Take the lines below between the one holding "of the white" and the one holding "of the rocky", inclusive, and copy them exactly. Add nothing.

..............................

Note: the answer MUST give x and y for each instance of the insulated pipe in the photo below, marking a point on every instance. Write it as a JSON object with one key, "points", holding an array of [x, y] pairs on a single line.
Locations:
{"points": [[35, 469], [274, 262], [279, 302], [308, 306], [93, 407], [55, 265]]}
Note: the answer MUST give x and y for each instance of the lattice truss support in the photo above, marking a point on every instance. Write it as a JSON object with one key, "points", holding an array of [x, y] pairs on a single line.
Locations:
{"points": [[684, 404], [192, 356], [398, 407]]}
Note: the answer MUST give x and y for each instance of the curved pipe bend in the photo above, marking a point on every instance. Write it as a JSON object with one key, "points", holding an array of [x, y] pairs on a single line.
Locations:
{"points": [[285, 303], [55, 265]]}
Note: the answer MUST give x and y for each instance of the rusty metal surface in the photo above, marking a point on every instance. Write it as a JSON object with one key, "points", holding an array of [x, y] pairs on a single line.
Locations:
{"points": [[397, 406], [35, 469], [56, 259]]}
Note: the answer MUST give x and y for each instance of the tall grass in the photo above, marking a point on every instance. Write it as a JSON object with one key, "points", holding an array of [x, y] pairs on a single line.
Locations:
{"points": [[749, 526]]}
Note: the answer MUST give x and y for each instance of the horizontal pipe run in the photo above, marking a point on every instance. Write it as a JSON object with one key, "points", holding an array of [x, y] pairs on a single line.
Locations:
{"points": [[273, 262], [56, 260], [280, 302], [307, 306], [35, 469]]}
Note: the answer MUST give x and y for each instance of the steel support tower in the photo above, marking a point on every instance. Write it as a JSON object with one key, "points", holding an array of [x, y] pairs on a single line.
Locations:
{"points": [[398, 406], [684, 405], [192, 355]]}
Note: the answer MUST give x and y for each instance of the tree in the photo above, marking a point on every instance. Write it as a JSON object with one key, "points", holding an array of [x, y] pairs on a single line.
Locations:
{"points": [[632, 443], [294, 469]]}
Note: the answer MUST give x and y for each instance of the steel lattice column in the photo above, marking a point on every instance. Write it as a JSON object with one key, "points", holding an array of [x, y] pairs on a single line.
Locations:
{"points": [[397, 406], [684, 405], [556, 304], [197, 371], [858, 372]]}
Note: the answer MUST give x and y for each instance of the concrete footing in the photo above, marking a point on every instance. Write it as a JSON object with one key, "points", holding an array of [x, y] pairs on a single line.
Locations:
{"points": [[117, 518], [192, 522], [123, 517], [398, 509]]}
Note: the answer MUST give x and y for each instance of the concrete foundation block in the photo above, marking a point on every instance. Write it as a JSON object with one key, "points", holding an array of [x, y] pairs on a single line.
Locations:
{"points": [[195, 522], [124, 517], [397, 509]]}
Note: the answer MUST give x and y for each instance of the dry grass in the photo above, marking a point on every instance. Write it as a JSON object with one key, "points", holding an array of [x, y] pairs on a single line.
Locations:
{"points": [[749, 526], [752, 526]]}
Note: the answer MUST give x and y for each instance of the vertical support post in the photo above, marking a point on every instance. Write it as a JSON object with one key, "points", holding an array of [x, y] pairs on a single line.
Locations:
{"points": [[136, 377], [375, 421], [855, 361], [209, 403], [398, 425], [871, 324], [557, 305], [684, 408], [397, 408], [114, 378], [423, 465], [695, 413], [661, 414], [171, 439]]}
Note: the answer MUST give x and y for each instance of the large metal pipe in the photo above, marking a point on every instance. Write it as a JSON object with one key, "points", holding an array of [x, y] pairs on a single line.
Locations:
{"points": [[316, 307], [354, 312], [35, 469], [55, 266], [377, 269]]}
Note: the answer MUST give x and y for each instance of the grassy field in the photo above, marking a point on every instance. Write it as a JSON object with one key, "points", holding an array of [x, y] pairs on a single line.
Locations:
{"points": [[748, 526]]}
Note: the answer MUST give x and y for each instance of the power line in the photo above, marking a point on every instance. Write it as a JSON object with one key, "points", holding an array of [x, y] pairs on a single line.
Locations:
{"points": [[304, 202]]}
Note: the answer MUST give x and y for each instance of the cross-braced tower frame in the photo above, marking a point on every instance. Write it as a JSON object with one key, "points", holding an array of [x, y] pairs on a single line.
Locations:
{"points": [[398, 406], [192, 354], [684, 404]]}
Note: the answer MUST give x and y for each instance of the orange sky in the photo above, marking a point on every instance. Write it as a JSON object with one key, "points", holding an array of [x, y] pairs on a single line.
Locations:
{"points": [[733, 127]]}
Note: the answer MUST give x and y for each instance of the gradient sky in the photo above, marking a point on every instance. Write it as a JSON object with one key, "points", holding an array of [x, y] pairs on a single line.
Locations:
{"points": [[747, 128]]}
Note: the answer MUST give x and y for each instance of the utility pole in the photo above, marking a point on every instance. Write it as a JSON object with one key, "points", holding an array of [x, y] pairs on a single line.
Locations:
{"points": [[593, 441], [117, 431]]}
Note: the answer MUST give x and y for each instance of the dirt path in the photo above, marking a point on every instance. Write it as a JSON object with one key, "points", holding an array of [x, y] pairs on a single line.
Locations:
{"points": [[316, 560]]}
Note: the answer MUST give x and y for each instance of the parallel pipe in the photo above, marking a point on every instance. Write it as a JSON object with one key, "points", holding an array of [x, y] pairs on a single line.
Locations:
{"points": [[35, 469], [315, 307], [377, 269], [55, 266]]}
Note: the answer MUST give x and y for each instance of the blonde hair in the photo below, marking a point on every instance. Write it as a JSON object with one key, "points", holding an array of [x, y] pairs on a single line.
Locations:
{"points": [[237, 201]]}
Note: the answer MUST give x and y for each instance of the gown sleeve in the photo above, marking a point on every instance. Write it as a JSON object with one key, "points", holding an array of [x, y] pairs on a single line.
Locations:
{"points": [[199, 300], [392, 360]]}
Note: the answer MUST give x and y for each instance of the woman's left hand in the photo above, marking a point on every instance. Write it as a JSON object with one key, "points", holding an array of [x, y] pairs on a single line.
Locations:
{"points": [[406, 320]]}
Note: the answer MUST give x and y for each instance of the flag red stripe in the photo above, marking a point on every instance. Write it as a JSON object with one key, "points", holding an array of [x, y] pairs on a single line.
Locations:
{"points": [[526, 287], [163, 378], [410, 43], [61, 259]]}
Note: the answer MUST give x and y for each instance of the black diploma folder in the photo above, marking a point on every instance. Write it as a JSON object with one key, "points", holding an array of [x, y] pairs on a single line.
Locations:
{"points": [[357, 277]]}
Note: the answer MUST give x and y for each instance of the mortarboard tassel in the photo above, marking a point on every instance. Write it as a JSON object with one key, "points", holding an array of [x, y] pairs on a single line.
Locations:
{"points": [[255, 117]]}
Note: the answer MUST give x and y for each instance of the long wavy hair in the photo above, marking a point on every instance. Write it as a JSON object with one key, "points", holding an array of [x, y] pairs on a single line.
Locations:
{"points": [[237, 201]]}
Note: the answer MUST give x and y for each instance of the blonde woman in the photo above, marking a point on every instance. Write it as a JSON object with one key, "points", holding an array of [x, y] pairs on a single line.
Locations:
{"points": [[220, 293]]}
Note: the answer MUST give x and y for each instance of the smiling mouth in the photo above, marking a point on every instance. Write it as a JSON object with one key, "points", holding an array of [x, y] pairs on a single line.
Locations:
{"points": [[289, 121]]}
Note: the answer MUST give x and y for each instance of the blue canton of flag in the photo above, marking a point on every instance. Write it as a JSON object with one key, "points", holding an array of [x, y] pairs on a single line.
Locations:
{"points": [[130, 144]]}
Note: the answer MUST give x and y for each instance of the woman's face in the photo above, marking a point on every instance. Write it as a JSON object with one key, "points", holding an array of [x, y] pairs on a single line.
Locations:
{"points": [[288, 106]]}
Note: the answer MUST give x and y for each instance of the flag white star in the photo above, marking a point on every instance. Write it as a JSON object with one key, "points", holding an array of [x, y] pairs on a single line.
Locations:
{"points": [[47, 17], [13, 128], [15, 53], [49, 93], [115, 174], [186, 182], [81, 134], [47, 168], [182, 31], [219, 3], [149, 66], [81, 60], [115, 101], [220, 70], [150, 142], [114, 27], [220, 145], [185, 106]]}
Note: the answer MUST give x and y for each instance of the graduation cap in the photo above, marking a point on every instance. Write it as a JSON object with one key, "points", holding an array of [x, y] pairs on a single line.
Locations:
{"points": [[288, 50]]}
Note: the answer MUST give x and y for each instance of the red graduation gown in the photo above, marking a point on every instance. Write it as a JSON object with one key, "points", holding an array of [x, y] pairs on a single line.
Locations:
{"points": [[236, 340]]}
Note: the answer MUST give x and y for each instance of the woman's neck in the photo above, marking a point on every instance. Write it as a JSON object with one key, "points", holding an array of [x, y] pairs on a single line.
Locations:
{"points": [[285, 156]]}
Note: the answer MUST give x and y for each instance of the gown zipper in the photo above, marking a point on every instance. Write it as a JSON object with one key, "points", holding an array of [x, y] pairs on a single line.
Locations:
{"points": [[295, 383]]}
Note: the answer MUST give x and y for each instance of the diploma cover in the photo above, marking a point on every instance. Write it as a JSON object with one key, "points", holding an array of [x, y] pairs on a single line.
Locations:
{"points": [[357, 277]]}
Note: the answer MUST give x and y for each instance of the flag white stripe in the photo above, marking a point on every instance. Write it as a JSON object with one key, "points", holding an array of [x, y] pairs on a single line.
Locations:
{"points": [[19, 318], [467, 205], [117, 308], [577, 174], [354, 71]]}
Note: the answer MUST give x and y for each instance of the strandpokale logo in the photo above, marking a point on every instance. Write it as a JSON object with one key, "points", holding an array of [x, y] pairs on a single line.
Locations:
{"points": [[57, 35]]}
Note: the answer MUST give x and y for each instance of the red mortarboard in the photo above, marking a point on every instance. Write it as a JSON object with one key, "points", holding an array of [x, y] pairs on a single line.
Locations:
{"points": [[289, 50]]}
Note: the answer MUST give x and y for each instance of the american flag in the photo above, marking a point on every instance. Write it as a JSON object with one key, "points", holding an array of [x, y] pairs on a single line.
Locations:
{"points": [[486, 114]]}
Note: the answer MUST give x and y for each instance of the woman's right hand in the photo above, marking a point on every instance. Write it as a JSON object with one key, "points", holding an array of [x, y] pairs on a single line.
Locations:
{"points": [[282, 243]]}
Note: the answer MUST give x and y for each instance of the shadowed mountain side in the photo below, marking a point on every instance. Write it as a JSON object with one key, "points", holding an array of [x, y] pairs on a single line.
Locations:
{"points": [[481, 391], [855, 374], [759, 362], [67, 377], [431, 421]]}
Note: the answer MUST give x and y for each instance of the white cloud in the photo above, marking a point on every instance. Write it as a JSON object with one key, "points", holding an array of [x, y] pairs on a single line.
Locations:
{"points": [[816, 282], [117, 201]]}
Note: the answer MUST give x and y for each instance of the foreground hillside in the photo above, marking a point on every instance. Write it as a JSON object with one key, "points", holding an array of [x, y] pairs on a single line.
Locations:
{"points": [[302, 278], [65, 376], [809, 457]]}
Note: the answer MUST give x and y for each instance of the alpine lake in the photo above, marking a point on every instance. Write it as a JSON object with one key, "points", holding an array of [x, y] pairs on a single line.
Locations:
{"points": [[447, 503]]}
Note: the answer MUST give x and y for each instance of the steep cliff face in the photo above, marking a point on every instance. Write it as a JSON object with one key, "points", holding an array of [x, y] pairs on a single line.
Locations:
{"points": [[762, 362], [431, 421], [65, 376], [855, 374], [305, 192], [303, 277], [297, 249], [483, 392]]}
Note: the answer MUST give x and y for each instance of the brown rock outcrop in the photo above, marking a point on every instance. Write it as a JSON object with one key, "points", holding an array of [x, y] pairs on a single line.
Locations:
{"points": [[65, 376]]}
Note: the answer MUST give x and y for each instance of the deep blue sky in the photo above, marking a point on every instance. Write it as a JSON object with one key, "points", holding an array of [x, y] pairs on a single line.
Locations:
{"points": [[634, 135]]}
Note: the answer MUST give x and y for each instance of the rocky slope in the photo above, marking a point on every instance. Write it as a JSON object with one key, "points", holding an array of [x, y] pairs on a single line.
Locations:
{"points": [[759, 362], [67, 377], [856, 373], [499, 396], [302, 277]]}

..............................

[Problem solution]:
Note: the answer MUST give x and y for each instance of the white cloud in the photo above, marking a point on every instance. Write it as a JSON object with one key, "points", holding an array of [x, y] pairs on a single line.
Locations:
{"points": [[816, 282], [117, 201]]}
Note: the answer MUST give x and y for each instance of the foreground hillside in the photo above, marking a point on every instance. Write it as a JSON object with one key, "points", holding an array of [x, y] pairs on a single line.
Locations:
{"points": [[302, 278], [65, 376], [809, 457]]}
Note: the answer MUST give x and y for each instance of the alpine lake in the photo above, marking a point on every instance. Write it as a JSON object with one key, "points", holding an array of [x, y] pairs on a single line.
Locations:
{"points": [[447, 503]]}
Note: the answer MUST give x and y for each instance of the steep cliff face in the photo above, marking a point on every instance. Write it as a JSON object with one key, "points", holding an array of [x, y] pairs on a single line.
Locations:
{"points": [[762, 362], [431, 421], [65, 376], [855, 374], [305, 192], [303, 277], [297, 249], [483, 392]]}
Note: the answer MUST give x and y for each instance of the brown rock outcrop in the photo above, marking a point on every instance. Write it as a JSON object with one key, "points", holding an array of [x, y] pairs on a single line.
Locations:
{"points": [[65, 376]]}
Note: the answer MUST give x and y for each instance of the deep blue sky in the photo above, marking a point on every instance. Write it as a JSON object with one key, "points", holding an array of [x, y] pairs on a single line.
Locations:
{"points": [[634, 135]]}
Note: the answer MUST give x and y for each instance of the rocky slope in the photo above, marking a point on every instance. Write it as a JSON object with one key, "points", holding an array of [x, y] pairs on a single line.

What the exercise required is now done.